Reproduce every one of the rows below verbatim, leaving the pictures out of your copy.

>> START

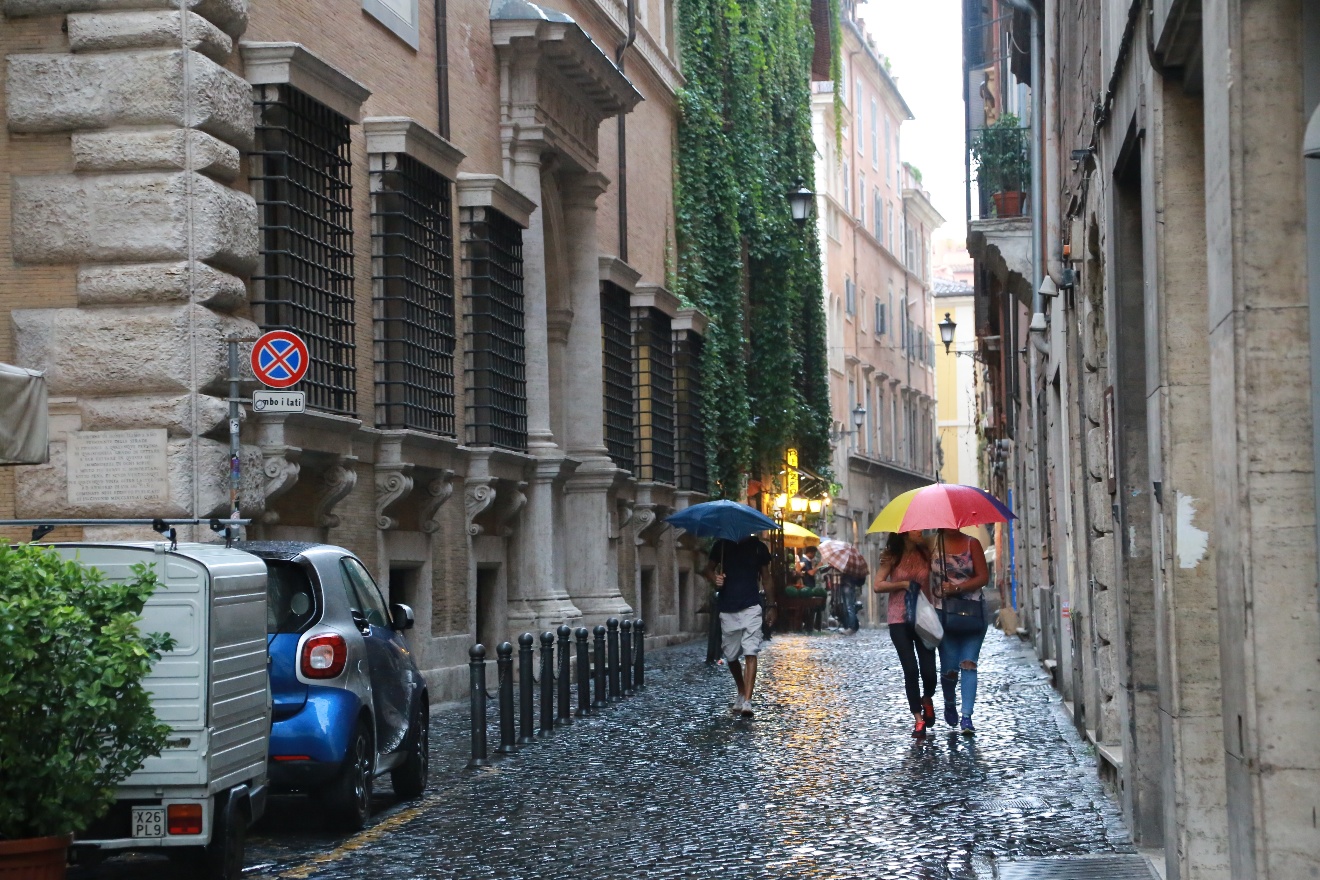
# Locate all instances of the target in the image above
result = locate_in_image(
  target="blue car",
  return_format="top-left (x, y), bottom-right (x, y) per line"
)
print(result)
top-left (238, 541), bottom-right (429, 831)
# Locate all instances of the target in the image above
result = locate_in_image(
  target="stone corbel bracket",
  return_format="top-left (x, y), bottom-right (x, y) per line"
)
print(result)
top-left (494, 480), bottom-right (527, 538)
top-left (313, 455), bottom-right (358, 529)
top-left (256, 414), bottom-right (302, 525)
top-left (427, 467), bottom-right (464, 534)
top-left (463, 478), bottom-right (498, 538)
top-left (376, 462), bottom-right (413, 529)
top-left (610, 499), bottom-right (634, 538)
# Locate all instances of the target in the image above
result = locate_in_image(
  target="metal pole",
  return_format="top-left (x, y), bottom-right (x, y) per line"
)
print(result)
top-left (228, 339), bottom-right (243, 520)
top-left (495, 641), bottom-right (517, 755)
top-left (540, 632), bottom-right (554, 735)
top-left (557, 624), bottom-right (573, 724)
top-left (619, 620), bottom-right (632, 697)
top-left (517, 632), bottom-right (536, 744)
top-left (632, 617), bottom-right (647, 690)
top-left (573, 627), bottom-right (591, 718)
top-left (591, 624), bottom-right (610, 708)
top-left (605, 617), bottom-right (623, 703)
top-left (467, 645), bottom-right (490, 769)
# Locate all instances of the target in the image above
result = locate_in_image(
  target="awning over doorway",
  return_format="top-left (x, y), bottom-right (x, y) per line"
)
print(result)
top-left (0, 364), bottom-right (50, 464)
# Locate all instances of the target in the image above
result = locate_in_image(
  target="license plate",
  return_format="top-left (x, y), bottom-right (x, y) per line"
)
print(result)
top-left (132, 806), bottom-right (165, 838)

>> END

▶ [Correct output]
# Locate all instances of the target in the image above
result = locate_in_image(
  target="blue car",
  return_format="top-left (x, y), bottom-right (x, y) per line"
)
print(result)
top-left (238, 541), bottom-right (429, 831)
# Locate all instances of the target in the image above
result = locate_in_image(
  target="stone corbel bracket",
  return_format="top-left (x, y), bottom-right (x, y) per line"
)
print(result)
top-left (494, 480), bottom-right (527, 538)
top-left (313, 455), bottom-right (358, 529)
top-left (256, 414), bottom-right (302, 525)
top-left (427, 467), bottom-right (464, 534)
top-left (463, 478), bottom-right (498, 538)
top-left (376, 462), bottom-right (413, 529)
top-left (610, 499), bottom-right (634, 538)
# Locate all instances of the target in the image above
result = locate_in_image(
  target="metal pole",
  return_format="top-left (x, y), bottom-right (x, y) per line"
)
print(result)
top-left (228, 339), bottom-right (243, 520)
top-left (495, 641), bottom-right (517, 755)
top-left (540, 632), bottom-right (554, 735)
top-left (557, 624), bottom-right (573, 724)
top-left (619, 620), bottom-right (632, 697)
top-left (517, 632), bottom-right (536, 744)
top-left (632, 617), bottom-right (647, 690)
top-left (573, 627), bottom-right (591, 718)
top-left (591, 624), bottom-right (610, 708)
top-left (605, 617), bottom-right (623, 703)
top-left (467, 645), bottom-right (490, 769)
# Locate all instances of the target in the image above
result = locate_in_image(
  target="awning over doorway",
  return_format="top-left (x, y), bottom-right (x, y) per line"
)
print(result)
top-left (0, 364), bottom-right (50, 464)
# Locate all instances of the target in the image above
result = locate_in_image(
  target="license plate",
  return_format="top-left (x, y), bottom-right (x, y) per line"
)
print(result)
top-left (132, 806), bottom-right (165, 838)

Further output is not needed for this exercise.